-- START OF DATASET --

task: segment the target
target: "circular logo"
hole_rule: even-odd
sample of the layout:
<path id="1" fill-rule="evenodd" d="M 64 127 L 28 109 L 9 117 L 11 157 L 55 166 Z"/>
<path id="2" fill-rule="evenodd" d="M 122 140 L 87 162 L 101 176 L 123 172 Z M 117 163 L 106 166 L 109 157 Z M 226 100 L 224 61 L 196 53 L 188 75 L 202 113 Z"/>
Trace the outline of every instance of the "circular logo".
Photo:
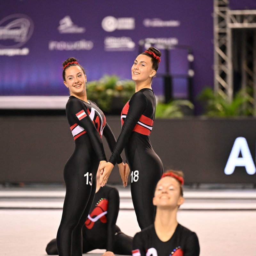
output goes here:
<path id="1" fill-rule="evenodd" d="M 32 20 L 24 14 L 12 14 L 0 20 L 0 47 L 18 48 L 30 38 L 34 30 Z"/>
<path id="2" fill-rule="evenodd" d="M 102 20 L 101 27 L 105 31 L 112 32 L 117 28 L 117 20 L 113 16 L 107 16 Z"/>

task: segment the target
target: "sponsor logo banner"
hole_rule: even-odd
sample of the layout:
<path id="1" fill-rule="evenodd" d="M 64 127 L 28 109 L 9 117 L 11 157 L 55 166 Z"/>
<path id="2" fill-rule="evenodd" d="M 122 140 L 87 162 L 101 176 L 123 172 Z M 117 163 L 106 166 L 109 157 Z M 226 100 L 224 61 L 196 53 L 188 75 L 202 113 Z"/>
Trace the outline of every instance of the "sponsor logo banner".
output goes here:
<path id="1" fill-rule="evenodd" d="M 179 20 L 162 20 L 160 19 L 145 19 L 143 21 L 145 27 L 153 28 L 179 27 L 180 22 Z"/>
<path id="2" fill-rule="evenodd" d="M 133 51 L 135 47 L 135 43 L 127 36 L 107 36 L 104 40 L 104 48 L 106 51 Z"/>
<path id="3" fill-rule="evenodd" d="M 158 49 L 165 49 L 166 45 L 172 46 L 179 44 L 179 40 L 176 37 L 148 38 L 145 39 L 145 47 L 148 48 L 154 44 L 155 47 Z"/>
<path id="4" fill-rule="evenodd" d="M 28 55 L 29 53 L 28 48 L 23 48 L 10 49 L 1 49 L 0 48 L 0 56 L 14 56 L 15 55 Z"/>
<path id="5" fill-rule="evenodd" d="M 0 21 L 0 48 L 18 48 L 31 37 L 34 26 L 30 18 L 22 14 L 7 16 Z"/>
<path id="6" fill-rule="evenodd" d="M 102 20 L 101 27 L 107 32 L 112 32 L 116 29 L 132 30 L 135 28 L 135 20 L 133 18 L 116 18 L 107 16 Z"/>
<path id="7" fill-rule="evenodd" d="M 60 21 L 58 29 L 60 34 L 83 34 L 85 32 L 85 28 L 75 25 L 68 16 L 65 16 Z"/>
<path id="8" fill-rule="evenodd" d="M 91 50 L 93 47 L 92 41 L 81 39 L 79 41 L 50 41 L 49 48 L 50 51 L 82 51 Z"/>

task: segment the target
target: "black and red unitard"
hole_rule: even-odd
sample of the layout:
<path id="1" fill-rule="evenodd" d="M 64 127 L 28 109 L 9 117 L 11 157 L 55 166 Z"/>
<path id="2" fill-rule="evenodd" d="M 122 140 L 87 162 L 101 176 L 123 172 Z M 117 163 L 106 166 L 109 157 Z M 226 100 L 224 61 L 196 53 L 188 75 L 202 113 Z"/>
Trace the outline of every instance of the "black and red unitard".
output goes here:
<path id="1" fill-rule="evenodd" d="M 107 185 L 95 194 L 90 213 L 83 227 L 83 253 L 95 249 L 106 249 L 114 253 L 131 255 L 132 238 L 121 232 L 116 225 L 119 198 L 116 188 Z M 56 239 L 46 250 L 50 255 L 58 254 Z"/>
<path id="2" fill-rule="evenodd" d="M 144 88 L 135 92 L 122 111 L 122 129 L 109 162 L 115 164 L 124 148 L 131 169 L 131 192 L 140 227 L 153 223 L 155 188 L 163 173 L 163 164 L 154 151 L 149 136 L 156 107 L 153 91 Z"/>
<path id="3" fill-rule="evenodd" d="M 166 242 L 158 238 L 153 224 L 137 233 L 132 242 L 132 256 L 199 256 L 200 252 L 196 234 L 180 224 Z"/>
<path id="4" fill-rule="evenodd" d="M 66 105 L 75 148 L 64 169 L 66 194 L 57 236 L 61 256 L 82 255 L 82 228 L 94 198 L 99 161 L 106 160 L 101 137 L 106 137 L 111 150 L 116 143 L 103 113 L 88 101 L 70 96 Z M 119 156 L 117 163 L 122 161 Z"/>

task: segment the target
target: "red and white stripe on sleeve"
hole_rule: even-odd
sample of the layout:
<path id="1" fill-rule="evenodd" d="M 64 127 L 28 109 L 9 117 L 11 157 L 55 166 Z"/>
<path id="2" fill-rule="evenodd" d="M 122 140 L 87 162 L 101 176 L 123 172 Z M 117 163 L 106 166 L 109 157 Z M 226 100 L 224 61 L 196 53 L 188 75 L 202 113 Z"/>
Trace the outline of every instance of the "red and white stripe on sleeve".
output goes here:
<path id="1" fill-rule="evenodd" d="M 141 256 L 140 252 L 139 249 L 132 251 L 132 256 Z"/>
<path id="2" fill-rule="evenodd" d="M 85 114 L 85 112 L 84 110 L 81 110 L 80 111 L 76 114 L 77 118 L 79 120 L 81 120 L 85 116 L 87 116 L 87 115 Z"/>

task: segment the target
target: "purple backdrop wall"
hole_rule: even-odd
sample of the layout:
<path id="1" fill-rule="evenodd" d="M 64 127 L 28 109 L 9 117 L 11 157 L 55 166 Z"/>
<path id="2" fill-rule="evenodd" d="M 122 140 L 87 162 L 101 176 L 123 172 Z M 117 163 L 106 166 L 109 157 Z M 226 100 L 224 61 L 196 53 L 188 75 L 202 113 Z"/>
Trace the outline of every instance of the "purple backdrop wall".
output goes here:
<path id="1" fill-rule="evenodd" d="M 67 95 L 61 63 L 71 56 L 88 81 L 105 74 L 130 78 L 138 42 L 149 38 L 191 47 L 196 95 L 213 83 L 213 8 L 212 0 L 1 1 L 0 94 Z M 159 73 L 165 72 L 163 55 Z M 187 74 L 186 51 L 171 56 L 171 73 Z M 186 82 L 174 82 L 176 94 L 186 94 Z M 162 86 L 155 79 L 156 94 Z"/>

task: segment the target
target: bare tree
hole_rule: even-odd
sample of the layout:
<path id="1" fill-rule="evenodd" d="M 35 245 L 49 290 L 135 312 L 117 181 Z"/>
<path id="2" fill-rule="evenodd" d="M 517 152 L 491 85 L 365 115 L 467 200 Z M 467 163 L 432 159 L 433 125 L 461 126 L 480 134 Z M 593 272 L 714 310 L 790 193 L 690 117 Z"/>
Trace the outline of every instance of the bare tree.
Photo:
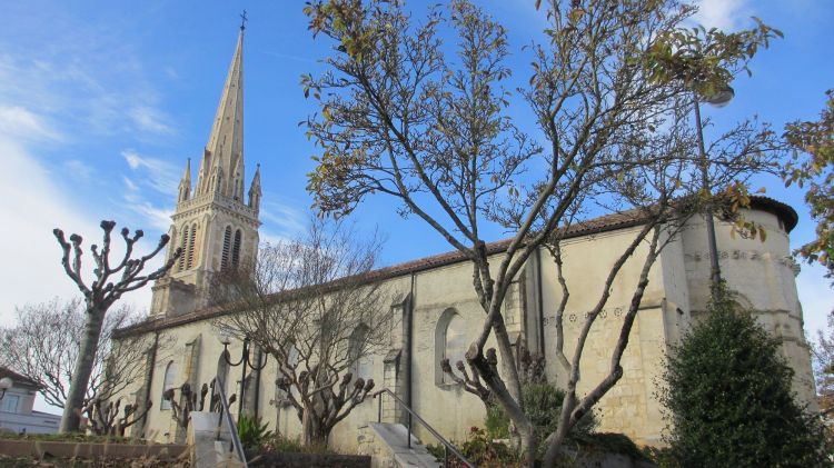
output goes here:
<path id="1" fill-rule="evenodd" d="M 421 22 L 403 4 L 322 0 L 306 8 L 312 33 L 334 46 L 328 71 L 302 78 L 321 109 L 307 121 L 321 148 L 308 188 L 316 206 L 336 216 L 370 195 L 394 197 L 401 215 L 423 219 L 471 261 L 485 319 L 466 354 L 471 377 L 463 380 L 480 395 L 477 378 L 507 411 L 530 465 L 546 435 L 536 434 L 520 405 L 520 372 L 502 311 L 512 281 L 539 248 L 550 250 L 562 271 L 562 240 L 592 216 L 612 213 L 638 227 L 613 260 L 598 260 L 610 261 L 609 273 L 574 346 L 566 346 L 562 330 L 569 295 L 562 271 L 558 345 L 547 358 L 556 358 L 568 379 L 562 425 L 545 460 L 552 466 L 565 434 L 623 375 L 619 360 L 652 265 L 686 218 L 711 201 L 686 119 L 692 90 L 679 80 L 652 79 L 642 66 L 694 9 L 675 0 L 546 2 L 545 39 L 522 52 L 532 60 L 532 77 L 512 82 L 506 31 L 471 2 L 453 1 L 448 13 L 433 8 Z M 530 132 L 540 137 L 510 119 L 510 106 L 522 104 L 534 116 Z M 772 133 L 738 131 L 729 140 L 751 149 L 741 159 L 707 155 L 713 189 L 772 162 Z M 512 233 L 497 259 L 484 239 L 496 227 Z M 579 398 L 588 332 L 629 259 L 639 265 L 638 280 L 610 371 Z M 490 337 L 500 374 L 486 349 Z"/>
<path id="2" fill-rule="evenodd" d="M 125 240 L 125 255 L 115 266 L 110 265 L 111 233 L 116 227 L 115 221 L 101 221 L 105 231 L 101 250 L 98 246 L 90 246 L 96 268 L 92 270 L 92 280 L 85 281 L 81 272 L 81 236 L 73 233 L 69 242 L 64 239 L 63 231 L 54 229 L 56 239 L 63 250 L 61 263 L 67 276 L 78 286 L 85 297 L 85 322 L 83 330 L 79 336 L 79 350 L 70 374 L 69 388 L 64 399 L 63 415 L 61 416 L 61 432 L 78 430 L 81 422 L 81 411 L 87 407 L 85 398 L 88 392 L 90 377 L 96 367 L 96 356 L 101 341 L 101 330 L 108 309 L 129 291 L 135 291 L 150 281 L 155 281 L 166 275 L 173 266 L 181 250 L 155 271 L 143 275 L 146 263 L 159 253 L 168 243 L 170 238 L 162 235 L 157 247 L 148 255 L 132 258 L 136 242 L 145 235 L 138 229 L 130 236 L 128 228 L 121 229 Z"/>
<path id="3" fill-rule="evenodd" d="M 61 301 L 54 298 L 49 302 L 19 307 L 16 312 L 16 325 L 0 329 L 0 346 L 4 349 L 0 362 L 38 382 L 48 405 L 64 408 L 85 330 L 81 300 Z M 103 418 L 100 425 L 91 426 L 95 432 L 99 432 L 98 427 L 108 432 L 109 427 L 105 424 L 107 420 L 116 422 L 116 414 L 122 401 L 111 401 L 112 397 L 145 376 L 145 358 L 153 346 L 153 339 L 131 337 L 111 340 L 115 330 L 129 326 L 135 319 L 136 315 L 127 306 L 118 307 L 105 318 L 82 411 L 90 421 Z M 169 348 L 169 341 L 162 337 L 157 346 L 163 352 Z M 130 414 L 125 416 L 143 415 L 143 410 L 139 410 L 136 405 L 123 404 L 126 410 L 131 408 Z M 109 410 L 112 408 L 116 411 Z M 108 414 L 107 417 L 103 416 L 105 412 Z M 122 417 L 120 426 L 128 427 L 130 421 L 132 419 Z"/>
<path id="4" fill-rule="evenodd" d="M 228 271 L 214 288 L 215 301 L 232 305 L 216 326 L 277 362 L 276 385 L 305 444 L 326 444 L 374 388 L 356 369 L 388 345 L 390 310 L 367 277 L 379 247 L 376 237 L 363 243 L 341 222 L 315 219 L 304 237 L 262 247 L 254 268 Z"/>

-- END OF DATASET --

SET EXERCISE | Find each line in the listing above that contains the word "every" and copy those lines out in full.

RESPONSE |
Trace the outline of every instance of the "circular logo".
Trace the outline of every instance of the "sponsor logo banner".
Trace the outline of every instance of the "black and red unitard".
Trace the outline of every instance of the "red and white stripe on sleeve".
Trace the outline of every instance of the "purple backdrop wall".
Trace the outline of every instance of the bare tree.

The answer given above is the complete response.